Source data:
——————————

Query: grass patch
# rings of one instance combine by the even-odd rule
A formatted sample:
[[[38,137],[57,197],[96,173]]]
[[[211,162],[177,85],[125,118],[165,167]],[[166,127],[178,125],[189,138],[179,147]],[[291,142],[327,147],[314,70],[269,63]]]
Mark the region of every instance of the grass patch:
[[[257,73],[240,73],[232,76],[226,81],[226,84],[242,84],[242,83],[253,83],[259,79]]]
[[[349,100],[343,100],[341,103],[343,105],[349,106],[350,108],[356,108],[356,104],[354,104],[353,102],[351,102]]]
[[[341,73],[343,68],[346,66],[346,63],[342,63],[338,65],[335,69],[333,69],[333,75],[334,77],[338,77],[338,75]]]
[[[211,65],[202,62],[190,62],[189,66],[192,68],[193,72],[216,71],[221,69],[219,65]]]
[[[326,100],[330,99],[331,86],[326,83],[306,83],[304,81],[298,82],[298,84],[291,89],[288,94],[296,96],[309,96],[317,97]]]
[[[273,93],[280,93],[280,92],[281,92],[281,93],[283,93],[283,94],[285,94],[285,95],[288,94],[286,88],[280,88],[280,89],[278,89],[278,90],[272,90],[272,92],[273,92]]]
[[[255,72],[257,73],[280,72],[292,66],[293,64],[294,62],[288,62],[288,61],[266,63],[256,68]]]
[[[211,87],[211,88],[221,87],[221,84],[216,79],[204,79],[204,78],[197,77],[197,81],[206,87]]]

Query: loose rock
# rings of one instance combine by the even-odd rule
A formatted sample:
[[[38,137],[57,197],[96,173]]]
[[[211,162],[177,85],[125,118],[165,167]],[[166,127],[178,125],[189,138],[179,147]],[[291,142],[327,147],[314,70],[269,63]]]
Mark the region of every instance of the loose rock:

——————————

AIM OF THE EXERCISE: Within the records above, how many lines include the word "loose"? State the number by itself.

EXPECTED OUTPUT: 2